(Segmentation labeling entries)
** begin **

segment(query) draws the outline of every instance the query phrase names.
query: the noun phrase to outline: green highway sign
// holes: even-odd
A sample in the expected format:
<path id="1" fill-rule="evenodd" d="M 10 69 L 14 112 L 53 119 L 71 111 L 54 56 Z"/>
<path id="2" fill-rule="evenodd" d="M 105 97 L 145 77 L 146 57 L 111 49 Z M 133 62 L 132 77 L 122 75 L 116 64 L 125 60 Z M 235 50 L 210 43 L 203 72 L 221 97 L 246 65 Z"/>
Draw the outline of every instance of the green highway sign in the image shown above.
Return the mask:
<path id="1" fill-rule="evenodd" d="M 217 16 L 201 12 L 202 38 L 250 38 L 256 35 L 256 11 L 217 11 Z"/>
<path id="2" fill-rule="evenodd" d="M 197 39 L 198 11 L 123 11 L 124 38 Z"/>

** end **

- Task statement
Update the records by changing every "green highway sign" to "blue exit sign" and leaving all other text untouched.

- Output
segment(query) draws the outline of every instance the query phrase names.
query: the noun phrase to outline: blue exit sign
// holes: even-odd
A sample in the expected format:
<path id="1" fill-rule="evenodd" d="M 10 69 L 14 112 L 53 119 L 71 111 L 54 56 Z"/>
<path id="2" fill-rule="evenodd" d="M 105 97 L 145 77 L 146 57 L 111 49 Z M 133 62 L 132 77 L 122 75 L 116 64 L 125 60 Z M 235 50 L 210 43 L 203 72 L 221 97 L 246 65 Z"/>
Draw the outline of every instance of the blue exit sign in the image shown above.
Return the mask:
<path id="1" fill-rule="evenodd" d="M 217 16 L 201 12 L 202 38 L 250 38 L 256 35 L 256 11 L 217 11 Z"/>
<path id="2" fill-rule="evenodd" d="M 197 39 L 198 11 L 123 11 L 124 38 Z"/>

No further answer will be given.